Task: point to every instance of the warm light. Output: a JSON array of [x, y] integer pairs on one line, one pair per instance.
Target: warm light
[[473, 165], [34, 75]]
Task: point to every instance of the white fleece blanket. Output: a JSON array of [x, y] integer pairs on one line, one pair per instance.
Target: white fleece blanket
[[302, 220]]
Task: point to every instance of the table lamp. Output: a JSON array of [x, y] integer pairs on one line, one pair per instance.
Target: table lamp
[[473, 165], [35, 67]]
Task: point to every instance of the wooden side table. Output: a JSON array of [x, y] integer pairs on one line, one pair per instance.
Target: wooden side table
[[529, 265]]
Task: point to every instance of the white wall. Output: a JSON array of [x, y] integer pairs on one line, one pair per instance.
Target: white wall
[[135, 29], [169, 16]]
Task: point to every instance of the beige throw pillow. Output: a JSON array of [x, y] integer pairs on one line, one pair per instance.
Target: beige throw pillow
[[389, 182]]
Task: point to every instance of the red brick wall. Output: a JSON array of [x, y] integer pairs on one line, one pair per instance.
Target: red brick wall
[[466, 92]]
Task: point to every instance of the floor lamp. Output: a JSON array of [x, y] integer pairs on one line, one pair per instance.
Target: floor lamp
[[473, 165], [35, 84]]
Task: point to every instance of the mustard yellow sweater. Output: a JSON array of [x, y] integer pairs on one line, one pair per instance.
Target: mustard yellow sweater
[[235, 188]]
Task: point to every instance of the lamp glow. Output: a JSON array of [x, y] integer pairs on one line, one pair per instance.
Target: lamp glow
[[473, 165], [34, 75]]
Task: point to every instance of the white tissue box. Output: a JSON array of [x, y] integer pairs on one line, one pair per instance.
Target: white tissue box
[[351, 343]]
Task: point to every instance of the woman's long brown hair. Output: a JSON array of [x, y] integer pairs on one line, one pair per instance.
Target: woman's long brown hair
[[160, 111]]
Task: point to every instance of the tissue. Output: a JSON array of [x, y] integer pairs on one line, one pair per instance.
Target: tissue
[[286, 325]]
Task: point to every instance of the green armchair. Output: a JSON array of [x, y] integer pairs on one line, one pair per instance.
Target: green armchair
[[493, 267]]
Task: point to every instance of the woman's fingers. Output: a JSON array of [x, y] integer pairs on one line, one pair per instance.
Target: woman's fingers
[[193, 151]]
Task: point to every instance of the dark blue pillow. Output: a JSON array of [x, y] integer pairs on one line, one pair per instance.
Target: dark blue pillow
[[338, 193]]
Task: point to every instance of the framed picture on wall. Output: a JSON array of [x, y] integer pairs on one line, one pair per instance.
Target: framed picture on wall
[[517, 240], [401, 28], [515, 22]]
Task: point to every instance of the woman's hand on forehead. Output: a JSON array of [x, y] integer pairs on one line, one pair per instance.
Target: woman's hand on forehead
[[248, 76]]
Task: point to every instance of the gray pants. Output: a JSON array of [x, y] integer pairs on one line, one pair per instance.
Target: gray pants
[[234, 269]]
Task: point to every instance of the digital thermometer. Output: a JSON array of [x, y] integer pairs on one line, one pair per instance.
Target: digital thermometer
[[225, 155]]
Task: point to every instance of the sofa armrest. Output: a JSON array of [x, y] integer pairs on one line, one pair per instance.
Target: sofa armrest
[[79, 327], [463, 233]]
========================================
Task directions »
Reproduce every one of the records above verbatim, keeping their original order and line breaks.

Solution for this problem »
Task: point to every instance of the warm light. Output: a JSON array of [x, y] integer pairs on one line, one pair per instance.
Target: warm light
[[473, 165], [34, 75]]
Task: point to every instance of the white fleece blanket. Output: a JSON array of [x, y] integer pairs on one line, one pair per instance.
Target: white fleece blanket
[[302, 220]]
Task: point to every instance of the table lamp. Output: a JSON array of [x, y] integer pairs on one line, one pair per instance.
Target: table lamp
[[473, 165], [35, 67]]
Task: point to every instance of the wooden side table. Output: a JSON array of [x, y] integer pairs on one line, one pair per instance.
Target: wooden side table
[[529, 265]]
Task: point to every instance of the white wall. Output: a JSON array of [x, y] integer pairs on one line, one pair per instance.
Target: white wall
[[135, 29], [169, 16]]
Task: point to every instance of the beige throw pillow. Output: a JSON array of [x, y] integer pairs on one line, one pair per instance.
Target: beige throw pillow
[[389, 182]]
Task: point to every instance of the red brick wall. Output: a JSON array of [x, y] integer pairs on one line, one pair per instance.
Target: red brick wall
[[466, 92]]
Task: point to every instance of the floor lamp. Output: a JSON array of [x, y] integer pairs on one line, one pair per instance.
Target: floor lamp
[[473, 165], [35, 84]]
Task: point to every instance of the mustard yellow sweater. Output: a JSON array of [x, y] integer pairs on one line, one pair per instance.
Target: mustard yellow sweater
[[235, 188]]
Task: point to every instance of the lamp glow. Output: a JSON array of [x, y] integer pairs on one line, one pair per instance.
Target: lamp glow
[[473, 165], [34, 75]]
Task: point to every instance of the white tissue box. Output: a JSON array of [x, y] integer pairs on one line, one pair per instance.
Target: white tissue box
[[351, 343]]
Task: point to every instance of the woman's long brown hair. Output: a JSON array of [x, y] integer pairs on one line, one pair per instance.
Target: woman's long brown hair
[[160, 111]]
Task: point to every instance of the tissue. Output: a JSON array of [x, y] integer pairs on one line, one pair per instance.
Target: tissue
[[286, 325]]
Task: point to every instance of the green armchair. Output: a JSON array of [x, y] integer pairs on one line, one pair per instance.
Target: green armchair
[[493, 267]]
Task: point to every instance of the woman's fingers. Output: a JSON array of [x, y] integer pairs on one line, one pair per instance.
Target: woman's fingers
[[193, 151]]
Task: point to every instance of the dark blue pillow. Output: a JSON array of [x, y] integer pairs on one line, one pair per instance.
Target: dark blue pillow
[[338, 193]]
Task: point to every instance of the framed picture on wall. Output: a JSON array of [x, y] integer pairs on one line, one pair per instance.
Target: framed picture on wall
[[517, 240], [401, 28], [515, 22]]
Task: point to every instance of the woman's hand on forehead. Output: a JSON array of [x, y] integer pairs on one line, one pair per instance.
Target: woman's hand on forehead
[[248, 76]]
Task: point to every instance of the gray pants. Output: a JSON array of [x, y] integer pairs on one line, one pair per instance.
Target: gray pants
[[234, 269]]
Task: point to every instance of the digital thermometer. Output: a JSON array of [x, y] integer pairs on one line, one pair per instance.
Target: digital thermometer
[[225, 155]]
Task: point to every instance of the sofa armrest. Output: a JSON array of [x, y] integer pairs on one line, one pair per instance.
Target: sofa armrest
[[79, 327], [463, 233]]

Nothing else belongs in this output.